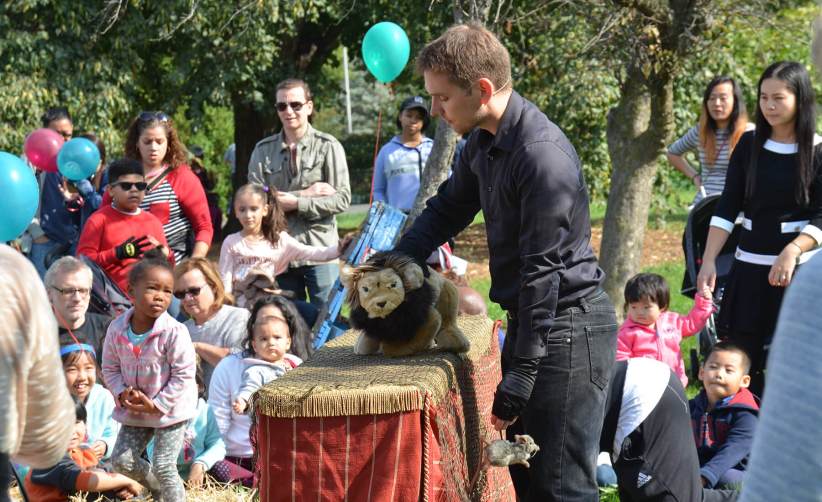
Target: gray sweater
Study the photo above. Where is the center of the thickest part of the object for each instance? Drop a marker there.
(226, 329)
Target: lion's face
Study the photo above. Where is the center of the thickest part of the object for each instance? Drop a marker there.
(380, 292)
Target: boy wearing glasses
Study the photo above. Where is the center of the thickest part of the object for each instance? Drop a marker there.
(116, 236)
(309, 170)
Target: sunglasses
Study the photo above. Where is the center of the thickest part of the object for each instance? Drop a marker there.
(69, 292)
(295, 105)
(152, 116)
(126, 185)
(75, 204)
(194, 292)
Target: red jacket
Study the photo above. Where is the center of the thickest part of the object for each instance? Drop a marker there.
(106, 229)
(187, 192)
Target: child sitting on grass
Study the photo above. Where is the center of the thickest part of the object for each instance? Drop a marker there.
(76, 472)
(724, 416)
(652, 331)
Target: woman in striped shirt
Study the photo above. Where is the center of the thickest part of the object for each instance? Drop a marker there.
(175, 195)
(721, 124)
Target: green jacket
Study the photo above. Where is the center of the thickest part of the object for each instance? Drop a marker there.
(320, 157)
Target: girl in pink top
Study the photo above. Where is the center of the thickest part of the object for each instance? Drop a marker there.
(650, 330)
(263, 244)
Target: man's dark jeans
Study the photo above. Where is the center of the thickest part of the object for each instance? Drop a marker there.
(566, 409)
(5, 477)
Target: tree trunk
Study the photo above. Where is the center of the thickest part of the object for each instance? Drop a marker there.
(638, 130)
(250, 126)
(436, 168)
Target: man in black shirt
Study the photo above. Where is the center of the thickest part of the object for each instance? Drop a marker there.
(68, 283)
(522, 172)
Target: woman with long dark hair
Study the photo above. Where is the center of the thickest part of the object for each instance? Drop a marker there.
(774, 180)
(722, 122)
(174, 194)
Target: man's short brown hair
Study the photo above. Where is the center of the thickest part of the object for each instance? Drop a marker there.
(467, 53)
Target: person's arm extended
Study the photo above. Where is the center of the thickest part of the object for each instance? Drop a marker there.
(181, 359)
(676, 151)
(445, 215)
(729, 206)
(335, 172)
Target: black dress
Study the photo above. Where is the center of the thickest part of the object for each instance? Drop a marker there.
(771, 218)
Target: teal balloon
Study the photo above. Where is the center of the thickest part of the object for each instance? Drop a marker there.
(385, 50)
(78, 159)
(19, 196)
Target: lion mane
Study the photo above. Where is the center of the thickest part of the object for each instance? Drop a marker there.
(402, 324)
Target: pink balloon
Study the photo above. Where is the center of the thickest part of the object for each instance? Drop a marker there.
(41, 149)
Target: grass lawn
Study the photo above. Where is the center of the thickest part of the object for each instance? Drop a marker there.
(672, 270)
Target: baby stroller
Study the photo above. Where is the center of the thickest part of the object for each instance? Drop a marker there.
(693, 244)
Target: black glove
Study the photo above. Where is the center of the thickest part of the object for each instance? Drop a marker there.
(515, 389)
(132, 248)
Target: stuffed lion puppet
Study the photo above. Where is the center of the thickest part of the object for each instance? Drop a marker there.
(399, 310)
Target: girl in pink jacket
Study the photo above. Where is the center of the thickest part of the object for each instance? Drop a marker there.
(650, 330)
(149, 366)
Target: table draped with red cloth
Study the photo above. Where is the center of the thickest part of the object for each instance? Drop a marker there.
(344, 427)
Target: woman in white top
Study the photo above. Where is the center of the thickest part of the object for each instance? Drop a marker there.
(215, 326)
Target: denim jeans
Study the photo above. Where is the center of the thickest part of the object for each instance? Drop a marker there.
(565, 412)
(317, 279)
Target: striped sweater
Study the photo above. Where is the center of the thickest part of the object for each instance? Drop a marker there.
(712, 173)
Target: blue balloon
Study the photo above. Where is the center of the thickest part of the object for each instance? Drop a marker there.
(19, 196)
(385, 50)
(78, 159)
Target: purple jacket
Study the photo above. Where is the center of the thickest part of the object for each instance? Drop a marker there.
(163, 367)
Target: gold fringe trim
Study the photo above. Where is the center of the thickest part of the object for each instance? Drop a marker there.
(337, 382)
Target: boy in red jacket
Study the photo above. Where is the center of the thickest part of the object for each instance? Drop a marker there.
(117, 235)
(724, 416)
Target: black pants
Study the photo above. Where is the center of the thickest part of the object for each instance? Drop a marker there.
(658, 461)
(565, 412)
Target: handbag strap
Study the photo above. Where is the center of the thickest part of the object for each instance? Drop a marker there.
(156, 181)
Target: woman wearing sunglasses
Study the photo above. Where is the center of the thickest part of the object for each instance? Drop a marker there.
(173, 194)
(215, 326)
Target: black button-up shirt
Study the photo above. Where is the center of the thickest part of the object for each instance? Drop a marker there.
(528, 181)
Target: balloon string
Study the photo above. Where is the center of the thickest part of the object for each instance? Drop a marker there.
(376, 151)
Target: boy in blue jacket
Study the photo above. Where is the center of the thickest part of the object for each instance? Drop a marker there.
(724, 416)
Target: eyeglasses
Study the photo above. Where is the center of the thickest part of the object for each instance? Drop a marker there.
(75, 204)
(126, 185)
(69, 292)
(194, 292)
(152, 116)
(295, 105)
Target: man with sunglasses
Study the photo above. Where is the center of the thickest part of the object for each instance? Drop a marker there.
(116, 236)
(68, 285)
(309, 170)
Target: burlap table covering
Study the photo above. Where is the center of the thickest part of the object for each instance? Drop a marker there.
(450, 396)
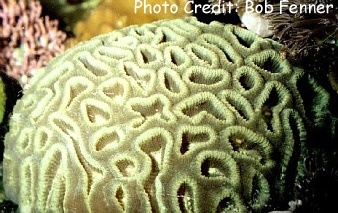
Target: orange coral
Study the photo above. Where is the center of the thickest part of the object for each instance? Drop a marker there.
(115, 14)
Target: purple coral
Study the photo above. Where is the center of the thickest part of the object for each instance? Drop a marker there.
(27, 40)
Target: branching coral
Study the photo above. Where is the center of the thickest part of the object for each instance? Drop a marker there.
(27, 41)
(112, 118)
(301, 32)
(110, 15)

+ + + + +

* The task
Omit every picture, then reproduce the rest of the listing exactly.

* Answer to the problem
Target: gray sweater
Study the photo above. Where is the center of the thickest part of the object for each instance? Drop a marker there.
(226, 329)
Target: lion's face
Study the photo above. Where is the center of the thickest part of the object for each instance? Drop a marker there.
(380, 292)
Target: boy wearing glasses
Study the photo above. Where is the center of the thickest part of the object for each instance? Drop a marker there.
(116, 236)
(309, 170)
Target: sunglasses
Study the photo above. Where is the center of the thickest part of the object for each instance? Drop a marker there.
(69, 292)
(295, 105)
(152, 116)
(126, 185)
(75, 204)
(194, 292)
Target: red jacket
Study the photo above. Where is the center of the thickest part of the object for each instance? Drop a marker there.
(106, 229)
(187, 192)
Target: child sitting on grass
Study the photo above. Where is the center of the thickest part of the object for each instance? Drop a marker there.
(76, 472)
(724, 416)
(652, 331)
Target: woman in striped shirt
Study the photo above. Where is the center of the thickest part of the object for each instance? Drop a marker there.
(175, 195)
(721, 124)
Target: green jacket
Study the photo above. Where is the center of the thickest part of the object for each instance? Drop a marker there.
(320, 157)
Target: girl in pink top
Study the photo above. Where is the center of the thickest part of the object for each instance? Drop a marker there.
(650, 330)
(263, 244)
Target: man's dark jeans
Study the photo above. Where is the center of the thickest part of the object for each instance? Drop a marker there.
(566, 409)
(5, 477)
Target: tree trunk
Study the photo above. Where is the center of the thickest part of the object for each instance? Drop a marker there.
(638, 130)
(250, 126)
(436, 168)
Target: man in black shirt
Study the photo above. Where is the center of the thickest part of the object for each instance? Drop a marker there.
(68, 283)
(522, 172)
Target: woman with long dark hair
Study the photo above. Where is the center of the thickest part of the object for each instance? Drop a marker there.
(774, 180)
(722, 122)
(174, 194)
Target: man's short brown hair
Study the photo above. Where is the center of the thickest part of the object for each instance? Drop a marker there.
(467, 53)
Target: person's arm extended
Study the photo above. Where is the center of the thickest part of the object for each instance? Drop a marker there.
(181, 359)
(676, 151)
(445, 215)
(729, 206)
(335, 172)
Target: black dress
Study the photo above. Where is the center of the thickest part of the object for each instance? Drop a marker there.
(771, 218)
Target: teal balloon
Study the photo above. Where is the center of the thickest part of the object for each instance? Drop a marker there.
(385, 50)
(78, 159)
(19, 196)
Target: lion mane
Study the photo above. Where is the center of the thickest part of the object for each instance? Drop a marker there.
(402, 324)
Target: pink balloon
Study the photo above. Where is the center of the thickest part of the object for each instance? Drop a marker there.
(41, 149)
Target: grass lawn
Study the photo above. Where is the center of the thickest part of the object for each instance? Drop a marker there.
(672, 270)
Target: baby stroller
Study the photo above. Where is the center of the thickest part of the object for each instance? Drop a marker there.
(693, 244)
Target: black glove
Study the photo above. Where is the center of the thickest part of the object for each instance? Drop a marker there.
(515, 389)
(132, 248)
Target: stuffed lion puppet
Study the photo above. Where is the center of the thickest part of the object for each instance? Drop a marker there.
(399, 310)
Target: girl in pink jacket
Study the photo above. Where is the center of the thickest part of the object for each instance? Drop a marker there.
(650, 330)
(149, 366)
Target: table draped with red cloth
Study the photo above. Where is the center of the thickest part of the object for each instance? Drop a marker there.
(344, 427)
Target: woman in white top
Study the photo above. Where is the center of the thickest part of the object for each instance? Drop a marker there.
(215, 326)
Target: denim jeans
Study the photo above. Where is the center of the thickest part of the object for each instance? Drop a marker there.
(565, 412)
(317, 279)
Target: striped sweater
Study the photo above. Where is the center of the thickest part of the object for each instance? Drop a marker there.
(712, 173)
Target: blue balloon
Study the photo above. Where is the center of the thickest part of the object for each instance? Drop a marker there.
(19, 196)
(385, 50)
(78, 159)
Target: purple jacket
Study the photo above. Where is the center of the thickest part of the object for each instance? Drop a marker there.
(163, 367)
Target: gold fringe trim
Study the photo above. Where is the center of the thickest part of the object for each instance? Drop a marker there.
(337, 382)
Target: boy in red jacket
Study the photo above. Where is the center of the thickest part of the object for each instance? Drop a marker there.
(117, 235)
(724, 416)
Target: black pants
Study the photo above. Where is the center of the thickest part of the object for each instance? Drop a marker there.
(658, 461)
(565, 412)
Target: handbag strap
Study the photo above. Where is the center of the thickest part of the object for each instance? Drop a marker there.
(156, 181)
Target: woman wearing sunglasses
Study the photo above. Where is the center of the thickest part of the object for each instance? Drop a marker there.
(173, 194)
(215, 326)
Target: black button-up shirt
Study the photo above. Where is the center of the thickest part of the object for each instance? Drop a marker there.
(528, 181)
Target: balloon string
Study the photo above. Where is the center of the thickest part of the object for each instance? Drop a marker there.
(376, 151)
Target: boy in blue jacket
Study the photo above. Where is the center of the thickest part of the object for each instance? Drop a marker there.
(724, 416)
Target: eyeglasses
Study the photo above. Where is the center of the thickest part of the object for each instance? Drop a marker there.
(75, 204)
(126, 185)
(69, 292)
(194, 292)
(152, 116)
(295, 105)
Target: man with sunglasses
Study the photo above. Where is the center of the thickest part of the object for each instance? Drop a marker there.
(116, 236)
(68, 285)
(309, 170)
Target: burlap table covering
Study the photo above. Where is the center of the thickest part of the object for each instance? Drop a marker there.
(450, 396)
Target: orange coral
Study the photo above. Where is the center of the thickest part of the object for each instance? Drop a marker there.
(115, 14)
Target: purple coral
Study the photo above. Where is the center of the thickest part of the object for each instance? Drop a marker there.
(27, 40)
Target: branching coral
Study the photo above. Where is the center of the thickest part of the object for each instance? Drop a marker there.
(27, 41)
(112, 118)
(301, 32)
(110, 15)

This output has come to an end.